__Written exercise__.
Swap "drop a marker" for "put a pin" everywhere in the material below and write it all out again, changing nothing else. Leave the pictures out.

__Records provided__.
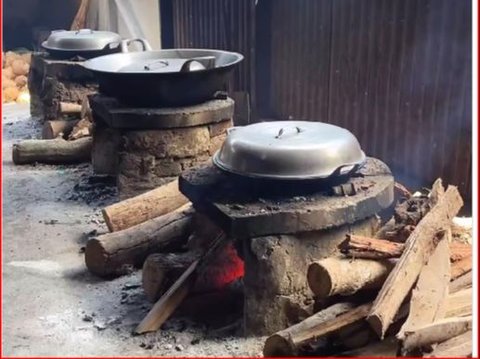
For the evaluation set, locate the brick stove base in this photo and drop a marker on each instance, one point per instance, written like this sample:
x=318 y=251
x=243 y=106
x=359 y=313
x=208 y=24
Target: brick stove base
x=145 y=148
x=275 y=285
x=52 y=81
x=281 y=227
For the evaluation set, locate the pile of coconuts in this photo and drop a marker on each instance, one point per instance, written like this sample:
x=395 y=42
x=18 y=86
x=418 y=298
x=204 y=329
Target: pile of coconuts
x=15 y=76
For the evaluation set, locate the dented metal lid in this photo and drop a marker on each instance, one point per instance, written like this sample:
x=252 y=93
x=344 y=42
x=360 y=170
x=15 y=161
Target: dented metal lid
x=81 y=40
x=290 y=150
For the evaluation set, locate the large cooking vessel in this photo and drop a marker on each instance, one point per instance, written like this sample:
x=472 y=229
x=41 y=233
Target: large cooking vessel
x=290 y=150
x=85 y=43
x=176 y=77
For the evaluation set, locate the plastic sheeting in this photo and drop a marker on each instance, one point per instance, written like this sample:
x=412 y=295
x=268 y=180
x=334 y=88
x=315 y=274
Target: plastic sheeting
x=129 y=18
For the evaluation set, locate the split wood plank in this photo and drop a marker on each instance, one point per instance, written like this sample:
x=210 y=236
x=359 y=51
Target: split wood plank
x=141 y=208
x=419 y=247
x=55 y=151
x=113 y=254
x=345 y=276
x=289 y=341
x=436 y=332
x=430 y=293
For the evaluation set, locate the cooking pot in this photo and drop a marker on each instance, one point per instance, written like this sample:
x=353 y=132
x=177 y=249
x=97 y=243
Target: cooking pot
x=174 y=77
x=289 y=150
x=85 y=43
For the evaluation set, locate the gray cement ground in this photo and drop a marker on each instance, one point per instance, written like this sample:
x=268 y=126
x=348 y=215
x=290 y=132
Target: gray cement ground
x=51 y=305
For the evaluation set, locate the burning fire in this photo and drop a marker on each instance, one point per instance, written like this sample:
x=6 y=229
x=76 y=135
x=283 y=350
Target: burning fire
x=23 y=97
x=225 y=269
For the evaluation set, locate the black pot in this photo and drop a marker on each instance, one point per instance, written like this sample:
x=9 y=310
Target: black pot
x=162 y=89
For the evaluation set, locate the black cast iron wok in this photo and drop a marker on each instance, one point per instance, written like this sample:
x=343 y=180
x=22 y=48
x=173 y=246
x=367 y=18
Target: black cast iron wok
x=163 y=78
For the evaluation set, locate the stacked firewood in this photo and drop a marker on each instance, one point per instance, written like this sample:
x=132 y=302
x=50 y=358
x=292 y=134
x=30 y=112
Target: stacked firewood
x=406 y=292
x=65 y=140
x=14 y=77
x=179 y=250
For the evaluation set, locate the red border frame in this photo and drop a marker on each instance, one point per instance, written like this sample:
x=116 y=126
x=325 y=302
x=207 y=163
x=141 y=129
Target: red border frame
x=475 y=116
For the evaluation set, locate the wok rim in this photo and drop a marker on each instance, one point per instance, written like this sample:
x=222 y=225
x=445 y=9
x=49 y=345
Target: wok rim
x=88 y=64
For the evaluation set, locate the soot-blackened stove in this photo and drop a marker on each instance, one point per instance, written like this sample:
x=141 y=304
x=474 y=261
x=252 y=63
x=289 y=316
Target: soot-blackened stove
x=147 y=147
x=280 y=227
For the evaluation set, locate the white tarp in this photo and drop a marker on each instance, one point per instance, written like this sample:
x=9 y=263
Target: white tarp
x=129 y=18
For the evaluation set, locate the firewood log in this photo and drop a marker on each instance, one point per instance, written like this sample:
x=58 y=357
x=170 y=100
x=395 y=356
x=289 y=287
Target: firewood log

__Output for this exercise__.
For the evaluation set, locate the brick stove base in this photo and put a pin on each instance, one point per instance, written like this sample:
x=318 y=251
x=243 y=106
x=359 y=313
x=208 y=24
Target: brick stove base
x=145 y=148
x=275 y=285
x=52 y=81
x=281 y=227
For the evaluation set, locate the pile of coconuts in this photo and put a pin on each instance, one point per instance, written like this sample:
x=395 y=42
x=18 y=86
x=418 y=298
x=204 y=329
Target: pile of coconuts
x=15 y=76
For the evaluation set, locate the dented metal lid in this photo and put a pin on each instance, one point per instance, written like this sample:
x=252 y=93
x=344 y=42
x=360 y=170
x=15 y=161
Target: dented metal lid
x=81 y=40
x=290 y=150
For the evaluation set, locate the large cooking vessel in this photo and put a pin on each instance, one point per instance, written like this sample:
x=472 y=229
x=41 y=233
Target: large cooking vessel
x=290 y=150
x=85 y=43
x=176 y=77
For the evaluation set, locate the plastic sheeting in this photo and put a pin on each instance, one point per instance, written like this sample:
x=412 y=295
x=268 y=180
x=334 y=88
x=315 y=274
Target: plastic sheeting
x=129 y=18
For the evaluation set, locate the split wood plank in this photo and put a pin on each instance, one point per instance, written like this sample:
x=210 y=236
x=359 y=51
Target: split wood plank
x=141 y=208
x=419 y=247
x=55 y=151
x=113 y=254
x=345 y=276
x=289 y=341
x=436 y=332
x=430 y=293
For the evaluation set, locate the cooking pot in this photo and put a pin on each instance, one point per instance, written like this sample:
x=353 y=132
x=177 y=249
x=97 y=243
Target: cooking pot
x=174 y=77
x=289 y=150
x=85 y=43
For the evaluation set, locate the gray cement ground in this photo and put a pin on each instance, one point per instance, written like this sample:
x=268 y=126
x=348 y=215
x=290 y=132
Target: gray cement ground
x=51 y=305
For the evaluation set, locate the burning fire in this photo and put a pin on each instance, one point per instance, written like this sample:
x=6 y=229
x=76 y=135
x=283 y=350
Target: burning fire
x=23 y=97
x=225 y=269
For the evaluation set, locate the black pot in this photo and put a pin on each instance, one point per instance, written like this sample:
x=9 y=310
Target: black pot
x=162 y=89
For the evaluation set, locate the black cast iron wok in this photo and put a pin on each instance, one point per instance, written like this sample:
x=343 y=180
x=22 y=48
x=173 y=246
x=367 y=18
Target: black cast iron wok
x=163 y=78
For the evaluation set, locate the stacked firewood in this photo and put a pin on each instance, one point per instance, written like this sample:
x=132 y=302
x=50 y=358
x=292 y=134
x=30 y=112
Target: stacked firewood
x=406 y=292
x=65 y=140
x=14 y=77
x=179 y=250
For the evaluation set, locate the red border frame in this photo and put a pin on each instance, one point per instance, written like this sample:
x=116 y=126
x=325 y=302
x=207 y=163
x=141 y=129
Target: red border frame
x=475 y=116
For the evaluation set, locate the wok rim in this photo and put a pin on each instance, one point per instance, written like this sample:
x=222 y=225
x=445 y=9
x=49 y=345
Target: wok rim
x=88 y=64
For the evaluation set, locate the soot-blackened stove in this photo and put a pin on each instance, one point per instance, written like this sample:
x=141 y=304
x=474 y=261
x=252 y=63
x=289 y=316
Target: soot-blackened stove
x=147 y=147
x=280 y=227
For the evaluation set, locate the white tarp in this photo and put a pin on each instance, one point per instance, written like this sample:
x=9 y=263
Target: white tarp
x=129 y=18
For the evaluation set, locate the firewood log in this photo and put a pin on each instance, one point per instance, written like this sample:
x=58 y=357
x=170 y=100
x=395 y=356
x=289 y=287
Target: firewood log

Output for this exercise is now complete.